• [Tasks to perform]
A. According to the Roswell account, who revealed in a 1978 interview that the weather balloon story had been a cover-up?
B. Write the next part of the Roswell account, picking up after its final sentence.

Mac Brazel, who was to remain in military custody for over a week, was taken under escort to the offices of the Roswell Daily Record where he was to provide a statement of the events leading up to his discovery of the crash site and what exactly he found there. But his recollection of events had changed from his earlier interview. When he was asked by Frank Joyce why he had changed the details of his story he replied: 
 
"I'm sure what I found out there was no weather balloon. But if I ever find anything else beside a bomb they are going to have a hard time getting me to say anything about it." He then added, rather nervously: "It'll go hard on me." 
 
Within ten days of the first sensational headlines that appeared to indicate the remains of a Flying Saucer had been recovered from the New Mexico desert the Military had effectively killed the story, and it was to remain largely forgotten for the next thirty years. 
 
Interest in the Roswell Incident was reignited when in 1978 Jesse Marcel revealed in an interview that the weather balloon story had been a cover-up. This was later confirmed by Colonel Thomas E Debois, General Ramey's Second-in-Command. 
 
Following this, and throughout the 1980's, further witnesses to the event came forward to tell their story. Reports also began to emerge that there had been a second crash site near Socorro, some 150 miles west of the Foster Ranch. Here it is claimed alien bodies had been recovered, and possibly the capture of one who was still alive. Is it possible that the entire Roswell Incident was contrived to distract attention away from the real crash site? Some certainly believe this to be the case. 
 
Local people who out of curiosity, had been drawn to the crash site at Socorro reported having seen a number of small grey bodies. Though this could only have been seen at a distance for the site itself was surrounded by armed guards and largely cut off from the public gaze. 
 
A Military Policeman, Elias Benjamin, described how he had been assigned to guard alien corpses and one which appeared to be still alive. These were taken to the Roswell Army Air Force Base where autopsies were conducted. Indeed, the local mortician Glenn Dennis had received an order to deliver several small child-sized coffins to the Base.

• [Records supplied]
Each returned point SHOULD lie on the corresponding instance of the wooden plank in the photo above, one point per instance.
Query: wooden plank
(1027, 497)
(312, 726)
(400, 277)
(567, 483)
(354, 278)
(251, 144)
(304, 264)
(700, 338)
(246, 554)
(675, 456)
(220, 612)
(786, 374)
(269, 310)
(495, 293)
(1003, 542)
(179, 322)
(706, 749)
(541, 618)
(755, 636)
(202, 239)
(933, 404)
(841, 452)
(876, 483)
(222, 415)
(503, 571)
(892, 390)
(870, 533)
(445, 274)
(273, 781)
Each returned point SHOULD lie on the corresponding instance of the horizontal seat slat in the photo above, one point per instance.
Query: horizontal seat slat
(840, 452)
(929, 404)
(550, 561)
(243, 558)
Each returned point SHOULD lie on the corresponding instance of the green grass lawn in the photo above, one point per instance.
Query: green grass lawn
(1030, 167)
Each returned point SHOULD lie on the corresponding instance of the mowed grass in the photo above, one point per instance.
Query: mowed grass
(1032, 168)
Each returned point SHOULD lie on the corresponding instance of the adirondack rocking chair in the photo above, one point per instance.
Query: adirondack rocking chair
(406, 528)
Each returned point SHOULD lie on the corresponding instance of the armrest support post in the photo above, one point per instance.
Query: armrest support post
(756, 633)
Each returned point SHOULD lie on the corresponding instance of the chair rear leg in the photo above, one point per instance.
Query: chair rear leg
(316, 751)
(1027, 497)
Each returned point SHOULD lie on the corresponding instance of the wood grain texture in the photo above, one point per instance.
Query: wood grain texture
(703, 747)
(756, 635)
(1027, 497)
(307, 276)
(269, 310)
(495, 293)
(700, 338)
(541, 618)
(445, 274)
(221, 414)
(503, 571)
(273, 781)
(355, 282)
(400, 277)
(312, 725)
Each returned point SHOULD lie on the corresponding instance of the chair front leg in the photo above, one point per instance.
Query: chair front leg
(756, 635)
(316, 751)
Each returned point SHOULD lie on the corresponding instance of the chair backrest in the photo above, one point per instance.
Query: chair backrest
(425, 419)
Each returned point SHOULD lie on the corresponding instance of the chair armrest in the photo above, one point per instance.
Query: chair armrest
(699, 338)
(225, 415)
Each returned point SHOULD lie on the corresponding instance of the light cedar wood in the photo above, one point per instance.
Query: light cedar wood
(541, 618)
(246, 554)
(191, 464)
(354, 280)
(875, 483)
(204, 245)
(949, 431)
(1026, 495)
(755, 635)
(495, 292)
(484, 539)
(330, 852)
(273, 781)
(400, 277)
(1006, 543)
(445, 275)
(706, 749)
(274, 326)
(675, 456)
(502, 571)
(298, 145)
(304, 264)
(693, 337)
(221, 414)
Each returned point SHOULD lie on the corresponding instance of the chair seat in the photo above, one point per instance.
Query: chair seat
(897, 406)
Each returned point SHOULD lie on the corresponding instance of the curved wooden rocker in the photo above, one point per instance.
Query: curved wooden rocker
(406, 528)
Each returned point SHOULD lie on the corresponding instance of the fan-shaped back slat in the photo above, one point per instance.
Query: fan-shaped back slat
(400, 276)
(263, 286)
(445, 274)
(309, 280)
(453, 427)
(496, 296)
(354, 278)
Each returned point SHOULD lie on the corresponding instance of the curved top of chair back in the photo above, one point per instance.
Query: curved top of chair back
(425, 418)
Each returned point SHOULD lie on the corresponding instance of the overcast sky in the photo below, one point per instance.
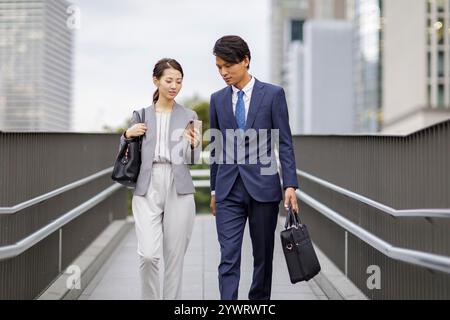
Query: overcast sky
(120, 41)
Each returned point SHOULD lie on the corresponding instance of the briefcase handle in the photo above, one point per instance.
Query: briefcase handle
(292, 219)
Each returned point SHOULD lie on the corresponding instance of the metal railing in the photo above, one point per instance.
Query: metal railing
(374, 200)
(56, 199)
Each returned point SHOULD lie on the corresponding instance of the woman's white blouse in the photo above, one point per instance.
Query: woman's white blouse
(162, 150)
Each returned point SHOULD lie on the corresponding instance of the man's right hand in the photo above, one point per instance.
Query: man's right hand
(213, 205)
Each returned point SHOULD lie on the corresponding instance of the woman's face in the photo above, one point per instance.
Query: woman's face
(169, 84)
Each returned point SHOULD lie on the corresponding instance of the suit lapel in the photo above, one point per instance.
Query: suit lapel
(150, 120)
(228, 103)
(257, 95)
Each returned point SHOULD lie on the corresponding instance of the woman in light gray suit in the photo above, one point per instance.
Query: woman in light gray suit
(163, 201)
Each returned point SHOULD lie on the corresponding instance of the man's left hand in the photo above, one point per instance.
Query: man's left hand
(290, 198)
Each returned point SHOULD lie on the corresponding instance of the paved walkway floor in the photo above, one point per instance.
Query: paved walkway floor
(119, 278)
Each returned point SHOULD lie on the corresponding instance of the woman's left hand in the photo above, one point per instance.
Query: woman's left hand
(193, 136)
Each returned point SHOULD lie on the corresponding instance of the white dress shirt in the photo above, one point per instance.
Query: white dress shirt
(162, 150)
(248, 90)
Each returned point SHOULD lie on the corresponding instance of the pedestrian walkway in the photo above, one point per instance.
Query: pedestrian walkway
(119, 278)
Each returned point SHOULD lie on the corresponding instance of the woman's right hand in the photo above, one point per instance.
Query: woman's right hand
(137, 130)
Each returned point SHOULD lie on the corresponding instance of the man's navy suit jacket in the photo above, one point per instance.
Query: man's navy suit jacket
(268, 110)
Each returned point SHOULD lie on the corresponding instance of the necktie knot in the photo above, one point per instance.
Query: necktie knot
(240, 110)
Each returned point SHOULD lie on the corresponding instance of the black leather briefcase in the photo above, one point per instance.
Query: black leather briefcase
(298, 250)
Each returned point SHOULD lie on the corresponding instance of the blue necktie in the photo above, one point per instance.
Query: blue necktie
(240, 111)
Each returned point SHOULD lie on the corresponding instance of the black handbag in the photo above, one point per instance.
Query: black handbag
(128, 161)
(301, 258)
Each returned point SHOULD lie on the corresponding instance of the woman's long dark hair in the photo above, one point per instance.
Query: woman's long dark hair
(158, 71)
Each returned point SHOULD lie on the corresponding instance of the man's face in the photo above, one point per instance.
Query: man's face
(232, 73)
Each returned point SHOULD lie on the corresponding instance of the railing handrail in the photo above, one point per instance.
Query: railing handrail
(23, 205)
(428, 260)
(11, 251)
(435, 213)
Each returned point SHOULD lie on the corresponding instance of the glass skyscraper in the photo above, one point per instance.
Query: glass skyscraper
(368, 64)
(35, 65)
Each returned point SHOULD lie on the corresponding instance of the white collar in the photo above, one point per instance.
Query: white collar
(247, 89)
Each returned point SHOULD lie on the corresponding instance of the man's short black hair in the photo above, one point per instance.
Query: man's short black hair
(232, 49)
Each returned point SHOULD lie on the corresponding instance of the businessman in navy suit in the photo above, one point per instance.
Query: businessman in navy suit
(243, 189)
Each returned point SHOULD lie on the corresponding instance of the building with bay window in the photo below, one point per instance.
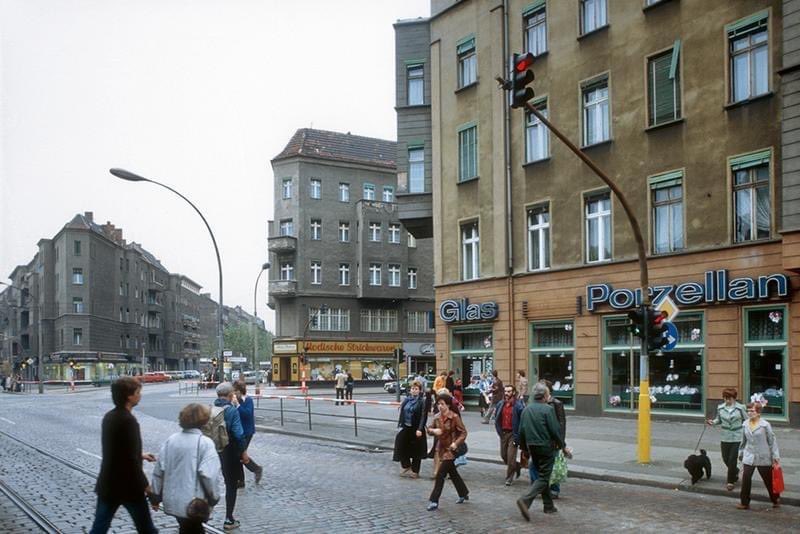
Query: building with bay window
(682, 106)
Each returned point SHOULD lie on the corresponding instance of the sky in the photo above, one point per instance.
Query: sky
(197, 94)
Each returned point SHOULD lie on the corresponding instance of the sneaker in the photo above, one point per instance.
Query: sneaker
(523, 509)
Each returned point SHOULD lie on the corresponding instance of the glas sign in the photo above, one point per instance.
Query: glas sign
(717, 287)
(455, 311)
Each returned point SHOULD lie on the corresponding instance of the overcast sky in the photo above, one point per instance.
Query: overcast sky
(198, 94)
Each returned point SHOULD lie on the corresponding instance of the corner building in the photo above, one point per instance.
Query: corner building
(680, 102)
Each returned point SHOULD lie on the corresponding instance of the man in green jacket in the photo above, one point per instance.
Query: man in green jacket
(540, 433)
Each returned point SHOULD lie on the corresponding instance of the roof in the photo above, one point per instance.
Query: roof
(336, 146)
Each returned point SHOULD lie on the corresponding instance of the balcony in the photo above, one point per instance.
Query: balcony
(282, 244)
(283, 288)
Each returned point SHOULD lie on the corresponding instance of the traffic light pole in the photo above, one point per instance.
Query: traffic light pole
(643, 443)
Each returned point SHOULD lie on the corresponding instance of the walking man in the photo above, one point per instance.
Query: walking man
(509, 411)
(540, 434)
(235, 452)
(121, 480)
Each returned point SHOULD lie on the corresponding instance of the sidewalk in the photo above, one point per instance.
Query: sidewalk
(604, 449)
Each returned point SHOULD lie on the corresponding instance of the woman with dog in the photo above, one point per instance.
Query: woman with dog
(758, 451)
(730, 417)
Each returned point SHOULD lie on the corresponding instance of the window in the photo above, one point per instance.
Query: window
(315, 189)
(394, 233)
(535, 21)
(667, 201)
(594, 15)
(416, 84)
(344, 231)
(316, 229)
(749, 57)
(394, 275)
(467, 62)
(344, 274)
(416, 170)
(595, 113)
(418, 322)
(369, 192)
(374, 231)
(598, 228)
(287, 228)
(316, 272)
(287, 270)
(470, 251)
(379, 320)
(374, 274)
(539, 238)
(412, 278)
(537, 137)
(751, 202)
(329, 319)
(467, 153)
(664, 88)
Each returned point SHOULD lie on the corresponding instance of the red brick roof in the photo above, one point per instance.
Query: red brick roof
(337, 146)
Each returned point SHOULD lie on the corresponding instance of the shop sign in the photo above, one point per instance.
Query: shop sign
(460, 310)
(351, 347)
(717, 287)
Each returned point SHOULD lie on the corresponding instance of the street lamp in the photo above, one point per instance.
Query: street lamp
(131, 177)
(264, 267)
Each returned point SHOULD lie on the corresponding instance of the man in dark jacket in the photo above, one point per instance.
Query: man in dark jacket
(540, 434)
(121, 480)
(507, 418)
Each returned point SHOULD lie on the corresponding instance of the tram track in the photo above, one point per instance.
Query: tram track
(34, 513)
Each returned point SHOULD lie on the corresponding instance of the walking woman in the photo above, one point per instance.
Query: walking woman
(758, 450)
(730, 417)
(187, 470)
(411, 445)
(450, 431)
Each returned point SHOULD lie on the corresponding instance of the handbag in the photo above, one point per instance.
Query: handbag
(777, 480)
(198, 508)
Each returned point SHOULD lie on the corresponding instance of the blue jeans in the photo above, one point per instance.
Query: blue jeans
(139, 511)
(554, 488)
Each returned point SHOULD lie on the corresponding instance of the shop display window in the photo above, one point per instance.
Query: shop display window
(765, 353)
(553, 357)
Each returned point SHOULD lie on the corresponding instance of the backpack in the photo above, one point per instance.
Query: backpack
(215, 428)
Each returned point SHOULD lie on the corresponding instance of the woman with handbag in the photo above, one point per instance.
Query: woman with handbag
(185, 476)
(758, 451)
(452, 436)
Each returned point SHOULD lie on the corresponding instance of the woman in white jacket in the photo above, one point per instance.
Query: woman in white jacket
(187, 468)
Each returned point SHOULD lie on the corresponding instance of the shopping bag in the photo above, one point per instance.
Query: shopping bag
(777, 480)
(559, 473)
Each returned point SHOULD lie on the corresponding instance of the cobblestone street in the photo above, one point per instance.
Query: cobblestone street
(314, 486)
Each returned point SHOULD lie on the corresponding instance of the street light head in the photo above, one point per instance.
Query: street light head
(127, 175)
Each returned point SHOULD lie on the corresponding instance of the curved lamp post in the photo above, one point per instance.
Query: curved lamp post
(131, 177)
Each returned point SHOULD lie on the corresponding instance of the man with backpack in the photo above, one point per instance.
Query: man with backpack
(226, 431)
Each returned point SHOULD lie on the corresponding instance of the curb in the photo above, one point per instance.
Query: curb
(574, 473)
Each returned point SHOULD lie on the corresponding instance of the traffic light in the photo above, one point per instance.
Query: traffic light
(520, 78)
(656, 328)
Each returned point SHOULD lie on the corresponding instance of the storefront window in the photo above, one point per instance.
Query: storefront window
(765, 355)
(676, 376)
(553, 357)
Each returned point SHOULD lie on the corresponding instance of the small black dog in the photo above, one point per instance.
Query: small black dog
(695, 464)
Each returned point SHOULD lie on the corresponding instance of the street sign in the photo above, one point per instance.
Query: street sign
(672, 336)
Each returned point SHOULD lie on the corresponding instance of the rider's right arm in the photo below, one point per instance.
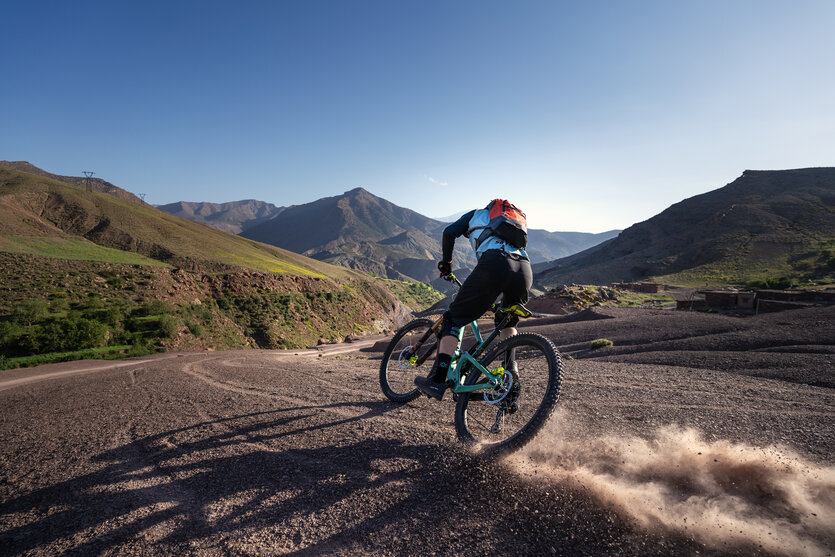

• [Answer list]
A. Jesse Marcel

B.
Witness accounts continued to leak out. It was said that Joseph Montoya, who was Lieutenant-Governor of New Mexico at the time, had been physically shaken on visiting the Base to discover four alien bodies and one that was barely alive. Miriam Bush, Secretary to the Chief Medical Officer at Roswell, also claimed to have seen alien corpses laid out for autopsy. 
 
The pilot who had flown Jesse Marcel and the recovered debris to Fort Worth, Colonel Oliver Henderson, shortly afterwards flew a cargo plane stashed with crates or and what he described as small coffins to Wright-Patterson Airfield. This was where retrieved foreign aircraft and technologies were taken for examination. 
 
Many of those who witnessed the events at Roswell have since claimed to have been the victims of threats and intimidation. Mac Brazel was certainly bullied into silence. Though he rarely ceased to complain of his treatment at the hands of the Military he never again spoke of what he found at the crash site. He also around the time of the incident appeared to have come into some money that allowed him to buy a brand-new pick-up truck. Something he had long desired but that everyone knew he could not afford.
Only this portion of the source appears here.